# WHAT THE TASK REQUIRES
Reproduce the following records line for line, with no changes.

Stored entries
^^^^^^^^

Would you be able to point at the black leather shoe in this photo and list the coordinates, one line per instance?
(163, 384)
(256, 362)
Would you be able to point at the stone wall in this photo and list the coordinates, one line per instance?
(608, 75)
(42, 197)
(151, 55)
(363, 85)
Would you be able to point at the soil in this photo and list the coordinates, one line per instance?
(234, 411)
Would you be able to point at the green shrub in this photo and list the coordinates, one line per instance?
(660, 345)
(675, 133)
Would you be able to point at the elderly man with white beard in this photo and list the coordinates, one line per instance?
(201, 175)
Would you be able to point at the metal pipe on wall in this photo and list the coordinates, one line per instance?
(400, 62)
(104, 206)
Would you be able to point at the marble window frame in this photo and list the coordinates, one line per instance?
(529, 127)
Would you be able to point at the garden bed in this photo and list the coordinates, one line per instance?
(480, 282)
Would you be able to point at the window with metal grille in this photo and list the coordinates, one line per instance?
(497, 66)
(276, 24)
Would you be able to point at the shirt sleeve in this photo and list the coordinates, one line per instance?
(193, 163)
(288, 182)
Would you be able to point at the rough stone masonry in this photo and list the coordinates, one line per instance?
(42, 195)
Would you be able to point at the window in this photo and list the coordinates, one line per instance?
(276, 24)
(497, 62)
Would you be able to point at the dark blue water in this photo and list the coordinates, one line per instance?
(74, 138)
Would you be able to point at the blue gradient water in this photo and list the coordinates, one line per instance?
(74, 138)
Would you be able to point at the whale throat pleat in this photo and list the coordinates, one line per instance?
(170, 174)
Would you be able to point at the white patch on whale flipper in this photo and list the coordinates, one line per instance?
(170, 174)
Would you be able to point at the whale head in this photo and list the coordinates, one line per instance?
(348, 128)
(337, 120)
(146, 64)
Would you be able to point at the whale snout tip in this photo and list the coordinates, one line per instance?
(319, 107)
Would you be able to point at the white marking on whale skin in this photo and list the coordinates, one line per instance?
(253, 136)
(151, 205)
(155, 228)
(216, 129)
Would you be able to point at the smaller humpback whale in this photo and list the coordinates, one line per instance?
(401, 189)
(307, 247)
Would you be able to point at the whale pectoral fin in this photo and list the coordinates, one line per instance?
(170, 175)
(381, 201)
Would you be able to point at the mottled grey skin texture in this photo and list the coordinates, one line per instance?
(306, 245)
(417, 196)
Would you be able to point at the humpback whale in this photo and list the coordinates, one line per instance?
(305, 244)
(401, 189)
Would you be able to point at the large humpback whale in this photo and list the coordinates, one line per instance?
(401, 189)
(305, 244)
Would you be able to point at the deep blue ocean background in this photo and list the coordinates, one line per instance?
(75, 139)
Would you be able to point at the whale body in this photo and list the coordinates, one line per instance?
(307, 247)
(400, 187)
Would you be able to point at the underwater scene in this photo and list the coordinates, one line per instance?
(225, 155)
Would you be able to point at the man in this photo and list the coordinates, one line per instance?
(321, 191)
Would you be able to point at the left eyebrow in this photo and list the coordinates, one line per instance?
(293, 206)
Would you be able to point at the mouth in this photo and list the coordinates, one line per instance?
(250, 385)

^^^^^^^^

# EXERCISE SOLUTION
Would you be able to point at the black leather shoe in this photo and list the coordinates, one line per instance?
(163, 384)
(256, 362)
Would you be able to point at the stone wall in this photo and list the coordinates, one line per instance?
(608, 75)
(42, 197)
(151, 55)
(363, 85)
Would you be able to point at the soil in this photo and list the coordinates, one line per instance?
(234, 411)
Would you be able to point at the green shrub in this photo and list the coordinates, one line per instance?
(660, 345)
(675, 133)
Would you be able to point at the elderly man with white beard in this photo and list the coordinates, one line per instance?
(201, 175)
Would you be able to point at the metal pipe on wall in this photo and list the coordinates, one line per instance?
(400, 62)
(104, 206)
Would you be able to point at the marble window frame in this photo and list the coordinates, one line per instance?
(529, 127)
Would you be able to point at the garden bed in this photo and list the coordinates, one line per instance?
(480, 282)
Would you be able to point at the window with metal grille in this photo and list the coordinates, one line per instance?
(497, 66)
(276, 24)
Would you be able to point at the shirt sleeve in this photo and list the coordinates, one line per instance?
(193, 163)
(288, 182)
Would you be able to point at the rough stone masonry in this photo and list the coordinates, one line per instance?
(42, 195)
Would you be able to point at the window in this photo and list the coordinates, one line per instance?
(276, 24)
(497, 62)
Would you be able to point at the dark blue water in this photo and list the coordinates, one line per instance?
(74, 138)
Would you be able to point at the blue gradient water in this photo and list the coordinates, one line per instance?
(74, 138)
Would you be able to point at the whale throat pleat in this photo and list the coordinates, one line per instance?
(170, 174)
Would you be able to point at the white patch on whale flipper in this photo and list the coordinates, one line per instance?
(170, 174)
Would you be able to point at the whale head in this photo and list the coordinates, one line per instance?
(348, 128)
(337, 120)
(146, 64)
Would you be able to point at the whale snout tip in this photo and list the coordinates, one line per instance?
(319, 107)
Would you be able to point at the white marking on whale skin in this photo and list the coordinates, one line per instance?
(253, 136)
(151, 205)
(155, 228)
(216, 129)
Would you be able to point at the smaller humpback whale in this photo and list the coordinates, one line per instance?
(401, 189)
(307, 247)
Would you be able to point at the whale pectoral fin in this photo and list the coordinates, one line per instance?
(170, 175)
(381, 201)
Would you be able to point at the mottled grey skin texture in this photo and list the coordinates, one line per instance?
(306, 245)
(417, 196)
Would you be able to point at the humpback whale in this photo and list the coordinates, one line per instance?
(305, 244)
(401, 189)
Would you be able to point at the large humpback whale in this photo and list the coordinates, one line per instance?
(401, 189)
(305, 244)
Would you be able to point at the deep blue ocean background in this photo and list the coordinates, one line per instance?
(75, 139)
Would you be able to point at the whale body in this photo and list the coordinates, one line per instance?
(307, 247)
(400, 187)
Would you be able to point at the underwater scene in this photo and list the coordinates, one line per instance?
(225, 155)
Would you be able to point at the man in this photo and list the coordinates, one line per instance?
(321, 191)
Would you be able to point at the left eyebrow in this photo and list the coordinates, one line per instance?
(293, 206)
Would you be able to point at the mouth in this photo and list the coordinates, one line per instance?
(250, 385)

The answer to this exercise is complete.